I have a problem with a formula.
In sheet 1 I have telephone numbers and I should understand if these are fixed or mobile telephone numbers.
I created a list of fixed and mobile prefixes used in my state with the indication of the prefix in the first column and in column d the type of fixed or mobile prefix (this with reference to the other sheet).

The problem is that if you make a find you will notice that the numbers in sheet 1 should be fixed and not mobile.
How come you have this problem. Is there a change to be made in the formula?

Another question:
In the list of prefixes and in relation to mobile ones, the prefix may be preceded by the international prefix +39 (sometimes it can also be 39 only). In this case, could it be taken into account in the formula that the mobile prefix could have the international prefix?

Thanks
 

Attachments

  • phone number.xlsx
    114.6 KB · Views: 10
Not sure why you are using "*" in your MID function, and why you are doing reverse search from list to string.

You should do the reverse.
Ex:
=IFERROR(INDEX('prefissi telefonici'!$D$2:$D$286,MATCH(TRIM(LEFT(SUBSTITUTE(SUBSTITUTE(A2," ",REPT(" ",99)),"+",""),99)),'prefissi telefonici'!$A$2:$A$286,0)),"")
 
hi chihiro.
I tried your formula but it does not return mobile numbers.
the international prefix is +39 but sometimes it may not be indicated as there could only be 39 without + (rare case).
Then you have to take into account numbers that have different international prefixes and numbers that have a prefix not shown in the list.
 

Attachments

  • phone number.xlsb
    199.9 KB · Views: 9
That's because in this sample you have some oddity in your source data.

It appears as though numbers are stored as text, but it's stored as number. You can't match text against number.

When I enter a cell and confirm on "prefissi telefonici", it correctly returns as text type.
I checked here using =ISNUMBER(Cell)
69368

As with any data analysis / calculation. Key is always to understand source data type(s) and perform any clean up or transformation before you perform further operation.

As for "+" rather than trying to handle it in single formula. I'd just add 2nd step to catch those special cases.
 
On the prefixes sheet you can find fixed numbers formatted as text to avoid making the initial zero disappear.
I tried to transform mobile prefixes into text too, but nothing changes. Why?
as for the + I thought I'd copy the list of mobile prefixes and paste them below with the addition of the + :)
 
Anything below fisso isn't formatted as text. That's your issue.

What you need to do is select A234:A236 (or entire A column).

Data -> Text to Columns. Choose Delimited. And hit next until Step 3 of 3. There select column data format as Text and finish.
 
the transformation was successful :)
Is there a way to find in the formula column the numbers that are not fixed or mobile in the column where the telephone numbers are present to distinguish them from the empty cells?
 
i have to add the if.


if the formula gives value then writes the value otherwise leaves empty if the cell is empty or if it is full, I write in the word ‘different number’.

that way I can tell the three cases.
=-=-=
*EXERCISE DIRECTIONS*. Please decide whether each statement agrees with the text on phone prefixes, answering yes or no and quoting the deciding words from that text: 1. The international prefix always appears with a plus sign. 2. Fixed prefixes on the prefixes sheet are formatted as text to keep the initial zero. 3. In the Text to Columns step, the suggested choice is Fixed width.

*Stored records*.
=-=-=
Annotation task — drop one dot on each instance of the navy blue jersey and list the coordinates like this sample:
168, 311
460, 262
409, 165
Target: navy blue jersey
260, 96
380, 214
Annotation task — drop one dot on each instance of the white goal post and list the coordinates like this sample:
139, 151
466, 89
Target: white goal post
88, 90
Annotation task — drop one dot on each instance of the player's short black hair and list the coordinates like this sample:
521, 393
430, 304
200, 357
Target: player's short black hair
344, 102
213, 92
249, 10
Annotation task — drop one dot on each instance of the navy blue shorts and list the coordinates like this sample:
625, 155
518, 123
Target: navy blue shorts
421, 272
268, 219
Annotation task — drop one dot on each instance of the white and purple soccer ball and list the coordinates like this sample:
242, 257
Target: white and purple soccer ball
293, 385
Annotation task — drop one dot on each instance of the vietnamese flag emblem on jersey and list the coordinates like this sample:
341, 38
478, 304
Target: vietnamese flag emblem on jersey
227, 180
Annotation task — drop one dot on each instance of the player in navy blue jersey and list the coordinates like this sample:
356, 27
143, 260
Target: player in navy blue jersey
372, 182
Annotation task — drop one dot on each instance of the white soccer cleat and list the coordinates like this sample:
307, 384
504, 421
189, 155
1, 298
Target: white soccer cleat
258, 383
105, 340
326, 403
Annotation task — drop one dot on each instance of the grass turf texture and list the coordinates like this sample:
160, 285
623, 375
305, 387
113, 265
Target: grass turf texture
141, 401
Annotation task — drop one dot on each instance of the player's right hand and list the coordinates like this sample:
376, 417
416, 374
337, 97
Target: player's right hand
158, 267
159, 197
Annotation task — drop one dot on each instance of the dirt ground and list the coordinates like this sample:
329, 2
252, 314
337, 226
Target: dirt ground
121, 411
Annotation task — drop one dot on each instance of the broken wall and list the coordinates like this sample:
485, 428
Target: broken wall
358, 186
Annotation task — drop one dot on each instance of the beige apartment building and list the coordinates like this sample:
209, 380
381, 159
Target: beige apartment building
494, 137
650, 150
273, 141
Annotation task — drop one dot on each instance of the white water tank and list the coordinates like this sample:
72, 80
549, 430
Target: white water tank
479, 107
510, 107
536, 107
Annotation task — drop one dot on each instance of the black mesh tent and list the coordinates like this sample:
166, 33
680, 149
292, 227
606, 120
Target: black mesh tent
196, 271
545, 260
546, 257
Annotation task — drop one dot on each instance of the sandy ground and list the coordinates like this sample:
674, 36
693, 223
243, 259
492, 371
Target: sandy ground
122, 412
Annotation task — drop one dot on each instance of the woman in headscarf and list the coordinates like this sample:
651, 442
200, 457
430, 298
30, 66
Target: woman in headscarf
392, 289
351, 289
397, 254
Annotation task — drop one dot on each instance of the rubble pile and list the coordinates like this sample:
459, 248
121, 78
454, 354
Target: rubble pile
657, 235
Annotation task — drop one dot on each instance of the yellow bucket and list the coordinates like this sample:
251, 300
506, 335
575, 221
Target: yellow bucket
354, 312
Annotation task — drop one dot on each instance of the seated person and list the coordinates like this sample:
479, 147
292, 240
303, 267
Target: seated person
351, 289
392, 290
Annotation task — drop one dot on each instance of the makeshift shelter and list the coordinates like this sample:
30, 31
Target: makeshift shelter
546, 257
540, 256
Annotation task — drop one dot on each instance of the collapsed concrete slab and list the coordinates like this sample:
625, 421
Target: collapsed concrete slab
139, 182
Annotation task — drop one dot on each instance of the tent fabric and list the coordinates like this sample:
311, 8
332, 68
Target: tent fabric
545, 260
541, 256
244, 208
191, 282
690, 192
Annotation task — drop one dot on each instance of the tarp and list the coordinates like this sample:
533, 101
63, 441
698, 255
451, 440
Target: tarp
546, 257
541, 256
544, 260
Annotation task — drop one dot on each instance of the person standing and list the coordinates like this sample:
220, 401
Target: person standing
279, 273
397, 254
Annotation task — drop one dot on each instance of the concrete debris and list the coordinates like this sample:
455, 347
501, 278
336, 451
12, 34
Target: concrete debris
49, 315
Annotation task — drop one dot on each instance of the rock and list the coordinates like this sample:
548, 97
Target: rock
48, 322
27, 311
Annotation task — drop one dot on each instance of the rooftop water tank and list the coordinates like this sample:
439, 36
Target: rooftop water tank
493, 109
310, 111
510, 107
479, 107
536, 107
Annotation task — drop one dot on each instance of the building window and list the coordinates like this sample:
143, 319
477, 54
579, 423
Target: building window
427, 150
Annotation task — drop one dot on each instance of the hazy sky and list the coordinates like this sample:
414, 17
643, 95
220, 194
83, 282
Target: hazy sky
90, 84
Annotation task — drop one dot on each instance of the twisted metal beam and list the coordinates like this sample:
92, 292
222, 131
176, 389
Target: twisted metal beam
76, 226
=-=-=
*SOLUTION FOR THIS PROBLEM*.
1. No: "the international prefix is +39 but sometimes it may not be indicated as there could only be 39 without + (rare case)."
2. Yes: "On the prefixes sheet you can find fixed numbers formatted as text to avoid making the initial zero disappear."
3. No: "Choose Delimited."